[begin MATERIAL FOR THIS TASK]

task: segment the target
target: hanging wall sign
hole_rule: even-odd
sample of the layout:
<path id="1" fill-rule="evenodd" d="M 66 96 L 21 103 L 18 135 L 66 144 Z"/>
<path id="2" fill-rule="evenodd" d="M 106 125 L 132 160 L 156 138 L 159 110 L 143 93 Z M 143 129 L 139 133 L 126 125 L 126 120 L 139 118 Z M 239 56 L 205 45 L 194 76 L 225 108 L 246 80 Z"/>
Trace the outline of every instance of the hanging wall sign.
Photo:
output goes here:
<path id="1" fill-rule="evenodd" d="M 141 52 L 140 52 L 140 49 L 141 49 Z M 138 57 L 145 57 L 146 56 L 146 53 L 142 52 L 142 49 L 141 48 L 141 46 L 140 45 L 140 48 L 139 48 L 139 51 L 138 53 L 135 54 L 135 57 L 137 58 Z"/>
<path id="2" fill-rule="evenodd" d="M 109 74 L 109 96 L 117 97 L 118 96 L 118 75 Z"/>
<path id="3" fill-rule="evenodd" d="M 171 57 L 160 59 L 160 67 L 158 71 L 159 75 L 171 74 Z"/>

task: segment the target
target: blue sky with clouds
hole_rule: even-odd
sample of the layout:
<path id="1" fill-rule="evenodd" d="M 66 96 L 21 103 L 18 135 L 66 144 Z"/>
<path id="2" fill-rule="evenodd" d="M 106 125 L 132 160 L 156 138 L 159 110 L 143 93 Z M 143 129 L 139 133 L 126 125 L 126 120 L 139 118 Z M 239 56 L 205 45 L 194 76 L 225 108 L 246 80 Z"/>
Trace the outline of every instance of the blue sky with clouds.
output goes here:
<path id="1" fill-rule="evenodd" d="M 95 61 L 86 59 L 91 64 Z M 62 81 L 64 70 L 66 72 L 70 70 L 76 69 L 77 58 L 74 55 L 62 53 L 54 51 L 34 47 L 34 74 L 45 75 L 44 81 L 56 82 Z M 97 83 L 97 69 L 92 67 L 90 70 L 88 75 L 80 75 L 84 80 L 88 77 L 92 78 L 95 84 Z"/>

[end MATERIAL FOR THIS TASK]

REQUIREMENTS
Switch "Trace the outline" to "Draw the boundary" everywhere it occurs in the listing above, and write out the whole listing again with nothing else altered.

RESULT
task: segment the target
target: hanging wall sign
hole_rule: even-odd
sample of the layout:
<path id="1" fill-rule="evenodd" d="M 66 96 L 21 103 L 18 135 L 66 144 Z"/>
<path id="2" fill-rule="evenodd" d="M 106 125 L 132 160 L 156 138 L 159 110 L 143 93 Z M 143 129 L 139 133 L 126 125 L 126 120 L 139 118 Z M 239 56 L 205 45 L 194 76 L 225 108 L 246 80 Z"/>
Draw the boundary of every instance of the hanging wall sign.
Photo:
output goes here:
<path id="1" fill-rule="evenodd" d="M 141 52 L 140 52 L 140 49 L 141 49 Z M 138 57 L 145 57 L 146 56 L 146 53 L 142 52 L 142 49 L 141 48 L 141 46 L 140 45 L 140 48 L 139 48 L 139 51 L 138 53 L 135 54 L 135 57 L 137 58 Z"/>
<path id="2" fill-rule="evenodd" d="M 109 74 L 109 96 L 117 97 L 118 96 L 118 75 Z"/>
<path id="3" fill-rule="evenodd" d="M 171 57 L 160 59 L 160 67 L 158 71 L 159 75 L 171 74 Z"/>

task: segment the target
target: blue sky with clouds
hole_rule: even-odd
sample of the layout:
<path id="1" fill-rule="evenodd" d="M 66 96 L 21 103 L 18 135 L 66 144 Z"/>
<path id="2" fill-rule="evenodd" d="M 106 125 L 132 160 L 156 138 L 159 110 L 143 93 Z M 143 129 L 139 133 L 126 125 L 126 120 L 139 118 Z M 239 56 L 205 45 L 194 76 L 225 108 L 246 80 Z"/>
Draw the boundary of every instance of the blue sky with clouds.
output goes here:
<path id="1" fill-rule="evenodd" d="M 95 61 L 86 59 L 91 64 Z M 62 81 L 64 70 L 66 72 L 70 70 L 76 69 L 77 58 L 74 55 L 62 53 L 54 51 L 34 47 L 34 74 L 45 75 L 44 81 L 56 82 Z M 97 83 L 97 69 L 92 67 L 90 70 L 88 75 L 80 75 L 84 80 L 88 77 L 92 78 L 95 84 Z"/>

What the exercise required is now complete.